======== Recorded information

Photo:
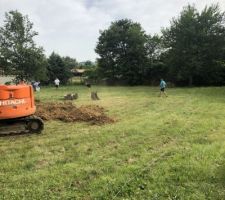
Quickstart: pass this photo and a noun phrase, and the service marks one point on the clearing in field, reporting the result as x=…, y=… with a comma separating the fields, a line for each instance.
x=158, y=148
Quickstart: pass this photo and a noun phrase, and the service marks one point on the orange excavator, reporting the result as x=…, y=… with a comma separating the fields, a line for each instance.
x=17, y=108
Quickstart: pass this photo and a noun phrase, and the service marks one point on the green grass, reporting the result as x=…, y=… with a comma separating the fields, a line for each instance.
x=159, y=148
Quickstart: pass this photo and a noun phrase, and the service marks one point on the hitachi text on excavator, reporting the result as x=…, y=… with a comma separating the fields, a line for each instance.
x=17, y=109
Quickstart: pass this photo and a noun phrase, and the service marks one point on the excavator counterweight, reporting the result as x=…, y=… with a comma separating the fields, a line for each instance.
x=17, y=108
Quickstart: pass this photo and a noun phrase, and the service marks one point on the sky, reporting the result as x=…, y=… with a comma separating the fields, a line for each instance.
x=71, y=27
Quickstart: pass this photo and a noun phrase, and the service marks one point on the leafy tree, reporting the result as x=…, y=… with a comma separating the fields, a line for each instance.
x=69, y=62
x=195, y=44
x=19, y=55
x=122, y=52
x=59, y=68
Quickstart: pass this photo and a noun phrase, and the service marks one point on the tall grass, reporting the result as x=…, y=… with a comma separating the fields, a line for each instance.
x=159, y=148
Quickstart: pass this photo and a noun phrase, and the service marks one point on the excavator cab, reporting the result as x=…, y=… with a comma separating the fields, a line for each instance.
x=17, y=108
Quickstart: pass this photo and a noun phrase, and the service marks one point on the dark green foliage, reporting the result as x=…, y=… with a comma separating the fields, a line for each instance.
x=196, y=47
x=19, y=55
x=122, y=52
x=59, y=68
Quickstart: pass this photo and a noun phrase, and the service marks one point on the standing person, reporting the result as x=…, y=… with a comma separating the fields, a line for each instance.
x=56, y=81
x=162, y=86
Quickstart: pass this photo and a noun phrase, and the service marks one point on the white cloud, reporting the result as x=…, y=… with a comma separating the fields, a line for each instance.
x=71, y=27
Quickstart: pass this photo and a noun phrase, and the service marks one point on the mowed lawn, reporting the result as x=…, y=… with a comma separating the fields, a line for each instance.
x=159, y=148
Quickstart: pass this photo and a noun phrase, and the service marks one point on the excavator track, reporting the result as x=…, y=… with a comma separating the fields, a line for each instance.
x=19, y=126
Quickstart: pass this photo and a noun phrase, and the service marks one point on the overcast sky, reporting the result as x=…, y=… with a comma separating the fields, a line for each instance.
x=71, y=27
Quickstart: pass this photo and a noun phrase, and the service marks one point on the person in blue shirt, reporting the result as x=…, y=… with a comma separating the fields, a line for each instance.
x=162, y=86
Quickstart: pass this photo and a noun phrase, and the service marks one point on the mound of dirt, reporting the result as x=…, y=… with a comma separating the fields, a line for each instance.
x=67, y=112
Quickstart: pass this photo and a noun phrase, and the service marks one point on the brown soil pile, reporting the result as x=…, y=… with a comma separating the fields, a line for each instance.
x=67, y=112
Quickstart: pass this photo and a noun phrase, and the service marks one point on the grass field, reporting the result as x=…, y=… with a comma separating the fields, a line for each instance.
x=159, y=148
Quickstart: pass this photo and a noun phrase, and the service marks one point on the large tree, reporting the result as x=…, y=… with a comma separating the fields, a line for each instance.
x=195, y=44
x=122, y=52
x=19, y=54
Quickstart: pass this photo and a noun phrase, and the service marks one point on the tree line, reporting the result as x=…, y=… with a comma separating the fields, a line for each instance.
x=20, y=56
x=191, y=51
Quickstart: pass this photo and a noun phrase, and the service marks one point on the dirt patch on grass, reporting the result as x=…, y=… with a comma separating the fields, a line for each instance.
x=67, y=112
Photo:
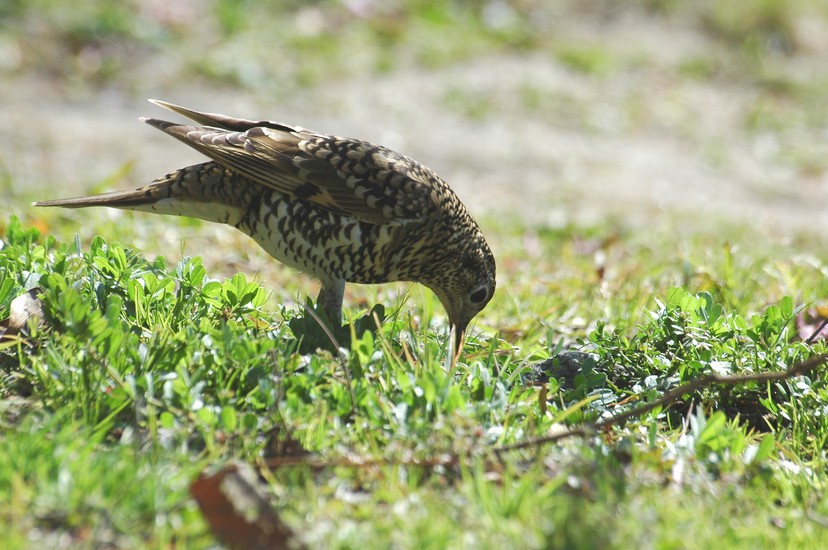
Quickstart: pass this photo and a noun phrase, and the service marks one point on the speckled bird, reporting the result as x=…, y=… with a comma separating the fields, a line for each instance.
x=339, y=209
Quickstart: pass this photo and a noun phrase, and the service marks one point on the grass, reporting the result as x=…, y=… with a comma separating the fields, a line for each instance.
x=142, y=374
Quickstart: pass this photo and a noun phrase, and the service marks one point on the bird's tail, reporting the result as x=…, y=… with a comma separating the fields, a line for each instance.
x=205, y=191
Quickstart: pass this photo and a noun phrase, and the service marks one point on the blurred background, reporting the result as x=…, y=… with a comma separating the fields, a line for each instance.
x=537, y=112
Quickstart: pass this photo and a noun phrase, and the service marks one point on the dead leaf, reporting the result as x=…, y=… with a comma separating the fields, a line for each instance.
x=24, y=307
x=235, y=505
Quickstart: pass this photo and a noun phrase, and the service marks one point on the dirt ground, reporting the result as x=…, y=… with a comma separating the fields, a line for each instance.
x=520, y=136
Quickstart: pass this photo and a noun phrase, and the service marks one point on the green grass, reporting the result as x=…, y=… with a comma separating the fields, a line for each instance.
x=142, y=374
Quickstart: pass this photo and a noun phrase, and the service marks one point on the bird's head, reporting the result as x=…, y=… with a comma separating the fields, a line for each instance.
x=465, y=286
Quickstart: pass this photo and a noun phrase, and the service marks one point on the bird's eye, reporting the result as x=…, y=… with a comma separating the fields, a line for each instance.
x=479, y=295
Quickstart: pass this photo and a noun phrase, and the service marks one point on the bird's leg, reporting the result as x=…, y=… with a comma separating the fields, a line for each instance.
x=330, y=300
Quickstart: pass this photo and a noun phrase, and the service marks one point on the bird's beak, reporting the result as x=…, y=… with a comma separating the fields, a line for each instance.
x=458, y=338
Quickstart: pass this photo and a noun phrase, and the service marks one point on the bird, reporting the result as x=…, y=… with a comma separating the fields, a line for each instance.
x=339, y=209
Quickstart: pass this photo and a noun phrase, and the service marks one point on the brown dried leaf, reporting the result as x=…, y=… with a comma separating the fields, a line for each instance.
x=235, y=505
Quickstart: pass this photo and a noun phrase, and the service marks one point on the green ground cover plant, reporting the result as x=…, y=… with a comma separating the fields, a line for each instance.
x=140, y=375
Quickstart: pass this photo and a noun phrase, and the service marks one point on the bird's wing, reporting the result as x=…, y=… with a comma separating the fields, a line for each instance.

================

▸ Problem details: All preceding records should be duplicated verbatim, images excepted.

▸ Solution to the problem:
Photo:
Quickstart: pass this photo and a noun phrase, and the service marks one point on the clearing in field, reporting the result as x=…, y=… with a comma separating the fields, a line for each instance.
x=158, y=148
Quickstart: pass this photo and a noun phrase, and the service marks one point on the orange excavator, reporting the result as x=…, y=… with a comma separating the fields, a line for each instance.
x=17, y=108
Quickstart: pass this photo and a noun phrase, and the service marks one point on the green grass, reporting the result as x=…, y=… with a comma separating the fields, a line for each instance.
x=159, y=148
Quickstart: pass this photo and a noun phrase, and the service marks one point on the hitachi text on excavator, reporting the result as x=…, y=… with a comma separating the fields, a line for each instance.
x=17, y=109
Quickstart: pass this photo and a noun phrase, and the service marks one point on the excavator counterweight, reporting the result as x=…, y=… with a comma separating the fields, a line for each instance.
x=17, y=108
Quickstart: pass this photo and a noun phrase, and the service marks one point on the sky, reporting the result as x=…, y=… with a comma separating the fields, a line for each instance.
x=71, y=27
Quickstart: pass this photo and a noun phrase, and the service marks one point on the leafy tree, reporting the result as x=…, y=… with a comma separating the fields, a line for each instance.
x=69, y=62
x=195, y=44
x=19, y=55
x=122, y=52
x=59, y=68
Quickstart: pass this photo and a noun phrase, and the service marks one point on the tall grass, reporting the result as x=…, y=… with a comma separating the fields, a line for each instance.
x=159, y=148
Quickstart: pass this photo and a noun phrase, and the service marks one point on the excavator cab, reporting the result as x=…, y=… with a comma separating the fields, a line for each instance.
x=17, y=108
Quickstart: pass this photo and a noun phrase, and the service marks one point on the dark green foliage, reporting the result as x=…, y=… with a comma separating the fields, a line for each instance.
x=196, y=47
x=19, y=55
x=122, y=52
x=59, y=68
Quickstart: pass this photo and a noun phrase, and the service marks one point on the standing person, reporting the result as x=…, y=… with a comma separating the fields, a line for each instance.
x=56, y=81
x=162, y=86
Quickstart: pass this photo and a noun phrase, and the service marks one point on the white cloud, reporting the result as x=…, y=… with a comma separating the fields, a line for each instance.
x=71, y=27
Quickstart: pass this photo and a noun phrase, and the service marks one point on the mowed lawn, reporting the result as x=…, y=… with a comma separating the fields, a line for each instance.
x=159, y=148
Quickstart: pass this photo and a noun phrase, and the service marks one point on the excavator track, reporting the result as x=…, y=… with a comma separating the fields, a line for each instance.
x=19, y=126
Quickstart: pass this photo and a noun phrase, and the service marks one point on the overcast sky, reporting the result as x=…, y=… with a comma separating the fields, a line for each instance.
x=71, y=27
Quickstart: pass this photo and a noun phrase, and the service marks one point on the person in blue shirt, reporting the result as x=…, y=… with a comma separating the fields, a line for each instance.
x=162, y=86
Quickstart: pass this photo and a noun phrase, and the service marks one point on the mound of dirt, reporting the result as x=…, y=… with a comma separating the fields, a line for each instance.
x=67, y=112
Quickstart: pass this photo and a noun phrase, and the service marks one point on the brown soil pile, reporting the result as x=…, y=… with a comma separating the fields, a line for each instance.
x=67, y=112
Quickstart: pass this photo and a noun phrase, and the service marks one point on the grass field, reporting the result as x=…, y=… with a comma separating the fields, a line for each instance.
x=159, y=148
Quickstart: pass this photo and a noun phrase, and the service marks one point on the large tree, reporting the result as x=…, y=… with a comma separating the fields, a line for each instance.
x=195, y=44
x=122, y=52
x=19, y=54
Quickstart: pass this photo and a noun phrase, and the service marks one point on the tree line, reporting the result as x=…, y=… with a comma separating the fields, a line for each instance.
x=20, y=56
x=191, y=51
Quickstart: pass this photo and a noun phrase, and the service marks one point on the dirt patch on grass, reporting the result as x=…, y=… with a comma separating the fields, a line for each instance.
x=67, y=112
Photo:
Quickstart: pass this photo and a noun phrase, and the service marks one point on the speckled bird, reporting the result as x=…, y=… with a comma separating the fields, a line for each instance.
x=339, y=209
Quickstart: pass this photo and a noun phrase, and the service marks one point on the grass, reporting the result as x=…, y=… with a comma separating the fields, a line for each instance.
x=142, y=374
Quickstart: pass this photo and a noun phrase, and the service marks one point on the bird's tail, reporting the result as x=…, y=… with a comma separating the fields, a line for each instance.
x=205, y=191
Quickstart: pass this photo and a noun phrase, and the service marks one point on the blurred background, reporting the result as x=…, y=… with a comma separating the fields, a line for each instance.
x=537, y=112
Quickstart: pass this photo and a noun phrase, and the service marks one point on the dead leaf, reporting the result as x=…, y=… with a comma separating the fields, a line for each instance.
x=24, y=307
x=235, y=505
Quickstart: pass this photo and a noun phrase, and the service marks one point on the dirt ground, reporting the result as x=…, y=… with a comma separating the fields, a line for each instance.
x=520, y=136
Quickstart: pass this photo and a noun phrase, and the service marks one point on the green grass, reporting the result as x=…, y=… with a comma separating the fields, a line for each instance.
x=142, y=374
Quickstart: pass this photo and a noun phrase, and the service marks one point on the bird's head, reporting the result as x=…, y=… with a comma separating the fields, a line for each instance.
x=465, y=286
Quickstart: pass this photo and a noun phrase, and the service marks one point on the bird's eye, reporting the result as x=…, y=… with a comma separating the fields, a line for each instance.
x=479, y=295
Quickstart: pass this photo and a noun phrase, and the service marks one point on the bird's leg, reporting the result as x=…, y=… with a comma separating the fields, a line for each instance.
x=330, y=300
Quickstart: pass this photo and a noun phrase, and the service marks one point on the bird's beak, reporting the result as x=…, y=… with a comma separating the fields, a line for each instance.
x=458, y=338
Quickstart: pass this photo and a noun phrase, and the service marks one point on the bird, reporting the result as x=…, y=… with a comma separating the fields, a line for each instance.
x=339, y=209
Quickstart: pass this photo and a noun phrase, and the service marks one point on the brown dried leaf, reporting the result as x=…, y=… with a comma separating the fields, a line for each instance.
x=235, y=505
Quickstart: pass this photo and a noun phrase, and the service marks one point on the green ground cover plant, reporting the result as x=…, y=… with a comma separating the fields, a line for each instance.
x=140, y=375
Quickstart: pass this photo and a noun phrase, and the service marks one point on the bird's wing, reporting the result as x=…, y=… with a comma separating the fields, a line for each instance.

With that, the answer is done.